▶ TASK GOAL: Scan the data below. Pull out each line where "muzzle" occurs.

▶ ENTRIES SHOWN:
══════
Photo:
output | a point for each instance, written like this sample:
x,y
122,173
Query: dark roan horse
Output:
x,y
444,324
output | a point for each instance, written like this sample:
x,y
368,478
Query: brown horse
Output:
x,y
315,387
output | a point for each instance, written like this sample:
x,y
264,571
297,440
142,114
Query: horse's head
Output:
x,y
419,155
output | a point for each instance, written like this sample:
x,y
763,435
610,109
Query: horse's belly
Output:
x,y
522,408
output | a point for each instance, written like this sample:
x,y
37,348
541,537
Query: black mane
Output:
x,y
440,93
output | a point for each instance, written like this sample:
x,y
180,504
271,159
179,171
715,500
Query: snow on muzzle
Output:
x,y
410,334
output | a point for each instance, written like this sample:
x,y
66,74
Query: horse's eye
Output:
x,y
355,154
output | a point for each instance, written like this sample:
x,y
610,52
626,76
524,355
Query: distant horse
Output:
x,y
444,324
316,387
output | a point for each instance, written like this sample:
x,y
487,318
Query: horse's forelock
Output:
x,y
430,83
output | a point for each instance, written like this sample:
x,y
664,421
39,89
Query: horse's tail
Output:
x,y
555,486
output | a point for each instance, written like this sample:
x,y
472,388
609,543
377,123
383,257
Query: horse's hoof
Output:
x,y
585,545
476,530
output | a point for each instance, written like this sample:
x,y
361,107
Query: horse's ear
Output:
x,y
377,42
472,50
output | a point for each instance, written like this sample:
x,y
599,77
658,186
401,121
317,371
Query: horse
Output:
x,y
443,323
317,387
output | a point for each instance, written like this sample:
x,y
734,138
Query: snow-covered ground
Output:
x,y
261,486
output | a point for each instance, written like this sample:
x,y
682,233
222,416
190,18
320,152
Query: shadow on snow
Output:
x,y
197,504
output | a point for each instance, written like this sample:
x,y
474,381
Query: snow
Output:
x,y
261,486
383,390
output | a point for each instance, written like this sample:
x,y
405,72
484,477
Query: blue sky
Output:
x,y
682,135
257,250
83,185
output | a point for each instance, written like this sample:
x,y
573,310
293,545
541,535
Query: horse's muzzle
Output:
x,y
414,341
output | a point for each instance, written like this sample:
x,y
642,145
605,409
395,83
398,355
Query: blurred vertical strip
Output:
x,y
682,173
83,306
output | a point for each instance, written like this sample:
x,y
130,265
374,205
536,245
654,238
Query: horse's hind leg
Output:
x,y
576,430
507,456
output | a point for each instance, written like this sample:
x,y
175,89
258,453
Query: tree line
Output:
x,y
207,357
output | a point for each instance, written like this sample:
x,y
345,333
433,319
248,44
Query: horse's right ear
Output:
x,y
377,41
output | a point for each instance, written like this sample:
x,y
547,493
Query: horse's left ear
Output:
══════
▶ EXERCISE SOLUTION:
Query: snow on muzzle
Query: horse's muzzle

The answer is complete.